● **Task to carry out**:
Would you copy each line of the data below that has "tree"?

[Given data]

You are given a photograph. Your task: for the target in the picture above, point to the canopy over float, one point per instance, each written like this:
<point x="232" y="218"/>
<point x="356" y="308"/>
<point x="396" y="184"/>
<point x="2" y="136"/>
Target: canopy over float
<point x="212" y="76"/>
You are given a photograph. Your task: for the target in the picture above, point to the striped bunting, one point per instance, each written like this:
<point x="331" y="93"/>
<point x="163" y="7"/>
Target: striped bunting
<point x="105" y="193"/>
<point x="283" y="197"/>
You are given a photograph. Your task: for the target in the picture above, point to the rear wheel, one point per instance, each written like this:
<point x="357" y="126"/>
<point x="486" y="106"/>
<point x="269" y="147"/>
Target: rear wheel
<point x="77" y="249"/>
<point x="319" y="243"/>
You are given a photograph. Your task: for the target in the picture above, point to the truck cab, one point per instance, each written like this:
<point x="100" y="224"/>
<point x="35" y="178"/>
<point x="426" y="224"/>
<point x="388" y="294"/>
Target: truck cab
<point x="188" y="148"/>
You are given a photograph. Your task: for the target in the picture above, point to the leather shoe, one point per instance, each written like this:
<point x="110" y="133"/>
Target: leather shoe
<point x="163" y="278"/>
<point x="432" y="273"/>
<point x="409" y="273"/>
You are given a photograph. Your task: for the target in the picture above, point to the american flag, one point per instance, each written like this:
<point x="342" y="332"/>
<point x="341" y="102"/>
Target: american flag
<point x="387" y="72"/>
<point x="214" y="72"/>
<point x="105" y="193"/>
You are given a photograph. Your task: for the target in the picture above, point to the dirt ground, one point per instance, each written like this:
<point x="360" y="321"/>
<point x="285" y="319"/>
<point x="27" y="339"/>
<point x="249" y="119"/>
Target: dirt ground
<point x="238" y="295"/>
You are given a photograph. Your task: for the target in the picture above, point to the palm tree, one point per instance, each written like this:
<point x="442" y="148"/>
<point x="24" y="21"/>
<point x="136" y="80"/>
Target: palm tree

[/Given data]

● **Exercise output**:
You are given a photograph. Your task: for the target in the picture above, point to the palm tree, one point per instance, each written like this:
Target: palm tree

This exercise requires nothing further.